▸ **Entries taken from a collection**
============================================================

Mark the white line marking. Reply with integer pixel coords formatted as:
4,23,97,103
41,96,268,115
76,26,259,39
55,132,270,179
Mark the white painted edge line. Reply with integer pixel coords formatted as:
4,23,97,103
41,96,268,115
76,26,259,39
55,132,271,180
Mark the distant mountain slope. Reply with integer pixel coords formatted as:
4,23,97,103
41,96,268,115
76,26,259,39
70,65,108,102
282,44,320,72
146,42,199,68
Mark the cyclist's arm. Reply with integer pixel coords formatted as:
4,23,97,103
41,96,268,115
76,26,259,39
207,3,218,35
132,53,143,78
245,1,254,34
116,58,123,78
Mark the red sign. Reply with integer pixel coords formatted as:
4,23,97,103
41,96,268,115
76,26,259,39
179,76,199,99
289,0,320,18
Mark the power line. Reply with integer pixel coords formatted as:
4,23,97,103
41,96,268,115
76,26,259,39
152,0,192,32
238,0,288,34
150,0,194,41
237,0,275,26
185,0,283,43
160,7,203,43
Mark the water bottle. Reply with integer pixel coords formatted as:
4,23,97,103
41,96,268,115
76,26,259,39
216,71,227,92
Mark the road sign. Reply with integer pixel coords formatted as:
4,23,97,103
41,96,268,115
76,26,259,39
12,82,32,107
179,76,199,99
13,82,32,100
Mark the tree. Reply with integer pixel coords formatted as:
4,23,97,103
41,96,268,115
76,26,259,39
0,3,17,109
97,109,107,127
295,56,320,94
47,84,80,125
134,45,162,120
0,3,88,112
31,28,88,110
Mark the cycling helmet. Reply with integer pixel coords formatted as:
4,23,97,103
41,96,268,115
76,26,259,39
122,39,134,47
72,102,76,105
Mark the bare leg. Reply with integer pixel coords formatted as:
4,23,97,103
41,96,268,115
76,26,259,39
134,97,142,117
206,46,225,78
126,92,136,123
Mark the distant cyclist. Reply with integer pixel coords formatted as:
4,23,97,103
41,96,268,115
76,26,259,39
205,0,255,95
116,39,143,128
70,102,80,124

============================================================

▸ **Exercise description**
Using the records above, gather all lines where the string "coords" is present.

▸ **Result of the exercise**
Mark the white line marking. Reply with integer pixel coords formatted as:
Mark the white painted edge line. Reply with integer pixel coords formatted as:
Mark the distant mountain slope. Reply with integer pixel coords formatted as:
Mark the cyclist's arm. Reply with integer pixel coords formatted as:
Mark the red sign. Reply with integer pixel coords formatted as:
Mark the power line. Reply with integer pixel coords formatted as:
Mark the water bottle. Reply with integer pixel coords formatted as:
Mark the road sign. Reply with integer pixel coords formatted as:
Mark the tree. Reply with integer pixel coords formatted as:
Mark the cycling helmet. Reply with integer pixel coords formatted as:
Mark the bare leg. Reply with integer pixel coords formatted as:
Mark the distant cyclist. Reply with integer pixel coords formatted as:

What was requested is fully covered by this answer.